───── TEXT BLOCK ─────

Semiconductor memory devices, including, for example, read-only memory (ROM), random access memory (RAM), etc., typically include an array of memory cells arranged in rows and columns. Each of the memory cells stores information, often referred to as a bit, in one of two logic states, namely, a logic high state (a logic “1”) and a logic low state (a logic “0”). To access the information stored in a given memory cell, a unique address is utilized. The memory address for each memory cell typically incorporates the particular row and column location of the memory cell in the memory array.
With process technologies pushing well into deep-submicron geometries, IC designers can integrate significant densities of memory and logic together on the same chip. In doing so, they have ushered in the system-on-a-chip (SoC) era. As part of the manufacturing process, a memory device is tested by applying one or more test patterns, often referred to as a test series, to the device and noting any unexpected results as errors. Densely packing the memory cells makes them prone to manufacturing failures. An IC with equal areas of embedded memory and logic (as in the case of SoC technologies) is likely to fail due to manufacturing defects in memory twice as often as it will fail due to defects in logic. Consequently, in SoC ICs having both embedded memory and logic, it is the memory that determines, to a large extent, the overall yield of the ICs.

───── RECORDS PROVIDED ─────

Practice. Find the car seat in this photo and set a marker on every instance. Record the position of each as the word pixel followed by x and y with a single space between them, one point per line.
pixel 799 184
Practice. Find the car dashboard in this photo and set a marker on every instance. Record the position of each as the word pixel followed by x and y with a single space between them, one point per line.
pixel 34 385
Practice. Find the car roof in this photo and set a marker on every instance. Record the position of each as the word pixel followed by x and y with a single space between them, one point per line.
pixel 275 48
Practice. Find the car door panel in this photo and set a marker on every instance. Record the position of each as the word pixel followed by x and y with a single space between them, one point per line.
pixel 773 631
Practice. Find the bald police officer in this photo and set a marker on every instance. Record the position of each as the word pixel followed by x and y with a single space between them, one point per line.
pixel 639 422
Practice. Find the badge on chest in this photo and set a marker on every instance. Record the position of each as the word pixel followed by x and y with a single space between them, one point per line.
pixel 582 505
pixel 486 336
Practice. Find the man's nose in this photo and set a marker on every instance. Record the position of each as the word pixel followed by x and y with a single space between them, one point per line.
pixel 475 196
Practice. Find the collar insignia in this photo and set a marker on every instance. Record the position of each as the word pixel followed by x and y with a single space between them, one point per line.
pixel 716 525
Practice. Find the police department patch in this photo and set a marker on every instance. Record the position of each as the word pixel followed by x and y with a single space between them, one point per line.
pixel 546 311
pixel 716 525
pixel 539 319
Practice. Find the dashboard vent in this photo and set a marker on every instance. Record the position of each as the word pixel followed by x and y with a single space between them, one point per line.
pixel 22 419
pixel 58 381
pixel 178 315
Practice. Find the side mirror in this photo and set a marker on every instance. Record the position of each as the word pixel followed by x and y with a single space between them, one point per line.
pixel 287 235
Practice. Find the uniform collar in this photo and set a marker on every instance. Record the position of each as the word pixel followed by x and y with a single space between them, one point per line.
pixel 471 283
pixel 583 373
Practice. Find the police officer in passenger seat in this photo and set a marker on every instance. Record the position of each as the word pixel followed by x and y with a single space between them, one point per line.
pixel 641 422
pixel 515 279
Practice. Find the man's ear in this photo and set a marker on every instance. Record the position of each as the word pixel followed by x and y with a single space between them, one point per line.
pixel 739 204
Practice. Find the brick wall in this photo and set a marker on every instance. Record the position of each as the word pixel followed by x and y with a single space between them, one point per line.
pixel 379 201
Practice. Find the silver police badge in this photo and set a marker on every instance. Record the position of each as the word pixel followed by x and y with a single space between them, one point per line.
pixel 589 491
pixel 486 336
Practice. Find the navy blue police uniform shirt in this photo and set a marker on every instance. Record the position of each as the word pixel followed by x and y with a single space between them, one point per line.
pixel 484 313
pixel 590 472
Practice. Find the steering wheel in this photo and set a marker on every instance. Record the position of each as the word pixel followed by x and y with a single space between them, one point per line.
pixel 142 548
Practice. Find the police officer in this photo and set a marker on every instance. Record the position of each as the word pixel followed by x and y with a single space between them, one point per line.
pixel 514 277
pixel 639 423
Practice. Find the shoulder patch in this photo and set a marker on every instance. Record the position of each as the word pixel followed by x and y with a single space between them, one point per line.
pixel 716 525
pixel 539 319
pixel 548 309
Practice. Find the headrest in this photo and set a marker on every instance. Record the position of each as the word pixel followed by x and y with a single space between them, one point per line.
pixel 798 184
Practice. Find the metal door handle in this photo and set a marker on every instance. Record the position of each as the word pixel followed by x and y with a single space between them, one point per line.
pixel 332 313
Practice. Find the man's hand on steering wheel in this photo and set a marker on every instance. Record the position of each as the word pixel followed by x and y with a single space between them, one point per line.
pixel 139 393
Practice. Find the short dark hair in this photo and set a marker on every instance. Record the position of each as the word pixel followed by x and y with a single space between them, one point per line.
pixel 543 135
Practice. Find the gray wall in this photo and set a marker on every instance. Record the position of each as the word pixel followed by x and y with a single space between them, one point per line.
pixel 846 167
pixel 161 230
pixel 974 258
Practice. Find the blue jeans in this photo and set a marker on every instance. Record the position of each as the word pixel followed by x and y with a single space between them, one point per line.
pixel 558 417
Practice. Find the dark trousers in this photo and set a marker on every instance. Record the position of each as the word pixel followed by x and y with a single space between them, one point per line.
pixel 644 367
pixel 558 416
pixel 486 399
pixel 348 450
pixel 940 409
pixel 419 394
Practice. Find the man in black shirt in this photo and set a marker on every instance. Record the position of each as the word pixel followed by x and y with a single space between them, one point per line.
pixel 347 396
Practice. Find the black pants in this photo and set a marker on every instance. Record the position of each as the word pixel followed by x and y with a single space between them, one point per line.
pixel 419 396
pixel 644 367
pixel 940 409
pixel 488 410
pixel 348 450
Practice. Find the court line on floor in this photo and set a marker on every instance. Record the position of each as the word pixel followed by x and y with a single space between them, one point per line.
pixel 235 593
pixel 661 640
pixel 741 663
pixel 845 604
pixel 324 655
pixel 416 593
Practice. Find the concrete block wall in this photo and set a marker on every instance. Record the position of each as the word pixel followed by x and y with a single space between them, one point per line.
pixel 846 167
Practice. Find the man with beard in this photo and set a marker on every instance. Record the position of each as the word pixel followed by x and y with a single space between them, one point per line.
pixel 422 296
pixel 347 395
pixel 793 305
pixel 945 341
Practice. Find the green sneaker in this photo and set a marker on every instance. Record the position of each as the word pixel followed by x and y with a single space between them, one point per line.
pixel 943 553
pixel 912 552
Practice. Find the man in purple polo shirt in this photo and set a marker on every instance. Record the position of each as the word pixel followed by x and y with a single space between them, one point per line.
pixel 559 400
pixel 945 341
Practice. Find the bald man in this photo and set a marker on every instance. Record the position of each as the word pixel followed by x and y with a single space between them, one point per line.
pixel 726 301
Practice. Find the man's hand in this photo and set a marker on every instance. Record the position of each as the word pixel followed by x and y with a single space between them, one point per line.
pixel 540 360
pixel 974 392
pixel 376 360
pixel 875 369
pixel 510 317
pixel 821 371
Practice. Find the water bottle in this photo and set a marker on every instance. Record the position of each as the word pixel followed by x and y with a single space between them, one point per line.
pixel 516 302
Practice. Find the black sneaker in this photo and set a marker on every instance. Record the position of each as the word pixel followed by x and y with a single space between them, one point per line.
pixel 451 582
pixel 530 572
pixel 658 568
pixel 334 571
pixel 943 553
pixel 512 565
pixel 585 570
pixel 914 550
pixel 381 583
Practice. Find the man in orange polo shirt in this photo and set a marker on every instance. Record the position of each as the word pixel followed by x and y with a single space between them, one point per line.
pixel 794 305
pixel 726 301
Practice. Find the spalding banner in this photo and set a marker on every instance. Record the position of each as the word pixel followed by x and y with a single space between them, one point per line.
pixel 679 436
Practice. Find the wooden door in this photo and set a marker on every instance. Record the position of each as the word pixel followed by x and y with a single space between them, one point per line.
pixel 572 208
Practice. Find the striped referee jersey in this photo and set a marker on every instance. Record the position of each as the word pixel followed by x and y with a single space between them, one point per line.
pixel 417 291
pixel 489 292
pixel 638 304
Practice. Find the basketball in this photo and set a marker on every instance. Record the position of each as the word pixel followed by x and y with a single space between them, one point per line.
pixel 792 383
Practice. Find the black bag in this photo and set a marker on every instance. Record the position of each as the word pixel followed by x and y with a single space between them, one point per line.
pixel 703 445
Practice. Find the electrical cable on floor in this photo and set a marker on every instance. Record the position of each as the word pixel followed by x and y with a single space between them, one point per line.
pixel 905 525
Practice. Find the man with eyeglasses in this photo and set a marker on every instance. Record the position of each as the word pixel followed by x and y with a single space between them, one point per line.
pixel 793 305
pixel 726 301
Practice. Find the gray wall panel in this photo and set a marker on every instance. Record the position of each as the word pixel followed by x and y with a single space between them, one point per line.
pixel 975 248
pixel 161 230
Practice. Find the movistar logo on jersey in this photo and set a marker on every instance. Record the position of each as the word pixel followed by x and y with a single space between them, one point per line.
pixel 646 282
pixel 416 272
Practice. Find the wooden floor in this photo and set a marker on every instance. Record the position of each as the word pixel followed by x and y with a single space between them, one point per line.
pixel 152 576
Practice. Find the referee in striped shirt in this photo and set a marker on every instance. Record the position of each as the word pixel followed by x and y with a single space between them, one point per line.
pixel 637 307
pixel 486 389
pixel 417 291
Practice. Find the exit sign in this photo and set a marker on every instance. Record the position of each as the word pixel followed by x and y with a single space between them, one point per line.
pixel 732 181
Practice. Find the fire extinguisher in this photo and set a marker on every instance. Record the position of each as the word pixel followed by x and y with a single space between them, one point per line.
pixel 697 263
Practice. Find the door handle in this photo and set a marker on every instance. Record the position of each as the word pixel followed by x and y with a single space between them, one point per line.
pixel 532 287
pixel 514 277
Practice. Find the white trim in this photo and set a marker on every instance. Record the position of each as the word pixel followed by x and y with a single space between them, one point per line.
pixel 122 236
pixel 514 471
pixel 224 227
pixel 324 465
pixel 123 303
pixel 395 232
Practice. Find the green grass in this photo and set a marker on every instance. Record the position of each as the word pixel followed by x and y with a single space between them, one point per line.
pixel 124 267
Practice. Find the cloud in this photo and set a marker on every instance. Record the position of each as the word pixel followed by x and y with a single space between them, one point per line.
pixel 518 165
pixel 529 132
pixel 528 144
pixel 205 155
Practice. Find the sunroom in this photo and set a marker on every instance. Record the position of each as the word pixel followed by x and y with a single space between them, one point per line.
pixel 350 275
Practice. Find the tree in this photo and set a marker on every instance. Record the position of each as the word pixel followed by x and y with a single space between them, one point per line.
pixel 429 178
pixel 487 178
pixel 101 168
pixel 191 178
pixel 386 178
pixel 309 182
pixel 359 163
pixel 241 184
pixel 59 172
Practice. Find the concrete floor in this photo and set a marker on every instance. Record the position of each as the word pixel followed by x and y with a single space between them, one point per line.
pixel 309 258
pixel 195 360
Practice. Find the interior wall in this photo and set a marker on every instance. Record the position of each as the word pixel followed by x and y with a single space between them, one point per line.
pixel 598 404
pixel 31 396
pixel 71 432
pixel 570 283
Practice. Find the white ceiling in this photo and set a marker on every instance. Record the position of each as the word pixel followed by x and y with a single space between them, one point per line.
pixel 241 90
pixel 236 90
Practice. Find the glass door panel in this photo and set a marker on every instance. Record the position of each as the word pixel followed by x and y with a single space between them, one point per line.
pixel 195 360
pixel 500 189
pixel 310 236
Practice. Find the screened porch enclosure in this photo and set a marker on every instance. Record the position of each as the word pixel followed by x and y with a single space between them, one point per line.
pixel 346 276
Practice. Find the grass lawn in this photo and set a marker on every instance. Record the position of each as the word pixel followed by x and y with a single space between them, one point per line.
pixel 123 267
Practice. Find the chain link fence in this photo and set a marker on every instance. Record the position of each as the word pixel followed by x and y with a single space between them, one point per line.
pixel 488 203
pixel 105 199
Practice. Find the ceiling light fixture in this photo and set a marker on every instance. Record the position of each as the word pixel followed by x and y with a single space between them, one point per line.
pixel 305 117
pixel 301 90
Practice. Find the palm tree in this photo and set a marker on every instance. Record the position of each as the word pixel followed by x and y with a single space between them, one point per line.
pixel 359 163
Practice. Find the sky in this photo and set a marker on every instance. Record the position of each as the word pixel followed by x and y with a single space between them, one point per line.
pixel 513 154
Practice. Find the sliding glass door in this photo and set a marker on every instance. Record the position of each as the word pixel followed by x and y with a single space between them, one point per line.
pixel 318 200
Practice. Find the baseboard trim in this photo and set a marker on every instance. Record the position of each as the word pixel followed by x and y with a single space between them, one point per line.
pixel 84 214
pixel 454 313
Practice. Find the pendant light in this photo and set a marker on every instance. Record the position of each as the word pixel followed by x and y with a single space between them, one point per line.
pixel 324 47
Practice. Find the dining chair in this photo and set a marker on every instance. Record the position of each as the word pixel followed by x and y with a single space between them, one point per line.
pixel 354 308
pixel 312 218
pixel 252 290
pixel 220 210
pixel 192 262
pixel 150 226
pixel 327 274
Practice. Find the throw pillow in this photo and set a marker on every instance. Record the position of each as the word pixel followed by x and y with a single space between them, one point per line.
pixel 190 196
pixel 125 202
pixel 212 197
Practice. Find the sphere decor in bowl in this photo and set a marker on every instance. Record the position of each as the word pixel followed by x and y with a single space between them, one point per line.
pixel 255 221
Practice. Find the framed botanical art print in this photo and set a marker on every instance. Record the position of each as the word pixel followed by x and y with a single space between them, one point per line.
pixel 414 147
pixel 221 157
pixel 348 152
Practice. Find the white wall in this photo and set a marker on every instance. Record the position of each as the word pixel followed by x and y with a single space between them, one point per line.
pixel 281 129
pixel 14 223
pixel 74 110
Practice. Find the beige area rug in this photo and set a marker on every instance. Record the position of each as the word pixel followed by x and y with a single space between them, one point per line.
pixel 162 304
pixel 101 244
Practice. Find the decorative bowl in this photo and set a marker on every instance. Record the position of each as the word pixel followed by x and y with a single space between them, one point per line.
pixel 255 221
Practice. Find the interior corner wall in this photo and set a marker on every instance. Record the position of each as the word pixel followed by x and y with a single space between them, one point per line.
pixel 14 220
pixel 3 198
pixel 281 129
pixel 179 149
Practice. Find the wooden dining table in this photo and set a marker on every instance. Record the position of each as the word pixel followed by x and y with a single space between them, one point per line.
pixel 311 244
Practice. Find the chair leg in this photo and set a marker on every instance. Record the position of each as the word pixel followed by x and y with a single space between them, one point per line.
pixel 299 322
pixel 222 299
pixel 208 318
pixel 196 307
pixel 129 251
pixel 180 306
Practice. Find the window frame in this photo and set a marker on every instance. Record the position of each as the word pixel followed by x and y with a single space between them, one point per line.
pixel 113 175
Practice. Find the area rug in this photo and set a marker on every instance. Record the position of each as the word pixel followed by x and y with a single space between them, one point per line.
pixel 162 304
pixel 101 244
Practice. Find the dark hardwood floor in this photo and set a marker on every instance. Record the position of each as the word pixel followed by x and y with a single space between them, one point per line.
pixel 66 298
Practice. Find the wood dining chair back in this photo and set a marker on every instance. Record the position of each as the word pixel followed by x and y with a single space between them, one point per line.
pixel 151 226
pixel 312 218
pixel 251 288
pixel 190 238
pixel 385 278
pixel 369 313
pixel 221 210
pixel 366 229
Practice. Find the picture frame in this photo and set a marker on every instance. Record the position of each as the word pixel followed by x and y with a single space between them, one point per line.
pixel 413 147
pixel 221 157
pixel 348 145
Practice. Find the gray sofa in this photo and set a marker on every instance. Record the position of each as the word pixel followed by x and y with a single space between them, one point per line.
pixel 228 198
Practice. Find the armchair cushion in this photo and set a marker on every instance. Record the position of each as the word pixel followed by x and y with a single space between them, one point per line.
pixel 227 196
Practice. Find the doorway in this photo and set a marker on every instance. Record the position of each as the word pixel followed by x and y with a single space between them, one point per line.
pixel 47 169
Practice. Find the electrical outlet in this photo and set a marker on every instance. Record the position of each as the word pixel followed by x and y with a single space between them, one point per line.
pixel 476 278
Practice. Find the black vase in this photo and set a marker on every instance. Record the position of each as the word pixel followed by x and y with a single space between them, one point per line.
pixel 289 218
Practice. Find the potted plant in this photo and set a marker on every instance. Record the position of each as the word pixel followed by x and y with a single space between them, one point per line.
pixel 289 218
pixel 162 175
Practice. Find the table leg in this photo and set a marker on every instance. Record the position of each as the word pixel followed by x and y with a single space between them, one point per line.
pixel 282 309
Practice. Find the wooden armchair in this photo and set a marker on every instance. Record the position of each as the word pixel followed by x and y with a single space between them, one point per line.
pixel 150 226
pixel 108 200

─────

(TASKS FOR THIS EXERCISE)
1/ According to the semiconductor memory text, how often does an IC with equal areas of embedded memory and logic fail because of memory defects, compared with logic defects?
2/ Copy the semiconductor memory text word for word from "With process technologies" to "of the ICs.".

(ANSWERS TO THE PROBLEMS)
1/ It fails because of memory defects twice as often as because of logic defects.

2/
With process technologies pushing well into deep-submicron geometries, IC designers can integrate significant densities of memory and logic together on the same chip. In doing so, they have ushered in the system-on-a-chip (SoC) era. As part of the manufacturing process, a memory device is tested by applying one or more test patterns, often referred to as a test series, to the device and noting any unexpected results as errors. Densely packing the memory cells makes them prone to manufacturing failures. An IC with equal areas of embedded memory and logic (as in the case of SoC technologies) is likely to fail due to manufacturing defects in memory twice as often as it will fail due to defects in logic. Consequently, in SoC ICs having both embedded memory and logic, it is the memory that determines, to a large extent, the overall yield of the ICs.